## start Data

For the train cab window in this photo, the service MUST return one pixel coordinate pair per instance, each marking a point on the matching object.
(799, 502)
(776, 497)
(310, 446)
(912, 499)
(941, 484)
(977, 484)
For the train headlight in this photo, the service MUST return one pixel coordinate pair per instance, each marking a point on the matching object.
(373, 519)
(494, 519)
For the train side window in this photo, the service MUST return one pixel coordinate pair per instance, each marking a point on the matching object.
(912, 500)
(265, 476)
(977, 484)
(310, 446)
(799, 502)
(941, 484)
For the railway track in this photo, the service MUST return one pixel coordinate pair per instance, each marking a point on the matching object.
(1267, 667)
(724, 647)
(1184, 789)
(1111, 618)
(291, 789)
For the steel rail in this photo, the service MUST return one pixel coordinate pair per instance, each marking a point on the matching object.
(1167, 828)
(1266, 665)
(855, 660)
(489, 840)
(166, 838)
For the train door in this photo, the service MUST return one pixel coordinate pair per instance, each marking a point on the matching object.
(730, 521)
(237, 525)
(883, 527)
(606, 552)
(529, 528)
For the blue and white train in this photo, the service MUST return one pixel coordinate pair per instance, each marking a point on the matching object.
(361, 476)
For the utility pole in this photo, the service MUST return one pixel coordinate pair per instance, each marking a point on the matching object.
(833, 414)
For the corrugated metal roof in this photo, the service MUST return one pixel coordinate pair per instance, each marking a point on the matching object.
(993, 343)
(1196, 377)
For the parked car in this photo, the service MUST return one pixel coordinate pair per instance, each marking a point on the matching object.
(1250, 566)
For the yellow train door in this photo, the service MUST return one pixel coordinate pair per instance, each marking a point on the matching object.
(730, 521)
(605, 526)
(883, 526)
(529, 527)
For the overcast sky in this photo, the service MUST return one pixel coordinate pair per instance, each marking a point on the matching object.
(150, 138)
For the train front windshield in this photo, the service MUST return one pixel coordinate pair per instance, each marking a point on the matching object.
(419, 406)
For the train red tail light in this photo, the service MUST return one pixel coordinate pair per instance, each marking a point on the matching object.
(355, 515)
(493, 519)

## end Data

- **Stated exercise**
Begin at the line that has "For the overcast" and stop after the last line of the listing. Rewrite every line in that span, requests included, and raise each coordinate in the answers by 123.

- **Reply to the exercise**
For the overcast sky in this photo, the service MUST return one pixel coordinate pair per instance, each marking a point on the matching object.
(273, 261)
For the train front windshield in this photo, the service MUST return one pixel coordinate pair per instance, each marking a point on the matching object.
(542, 529)
For the train red tail light in this photo, the service MUST return one pixel coordinate pair per instance, each marking a point on the matching object.
(478, 638)
(616, 642)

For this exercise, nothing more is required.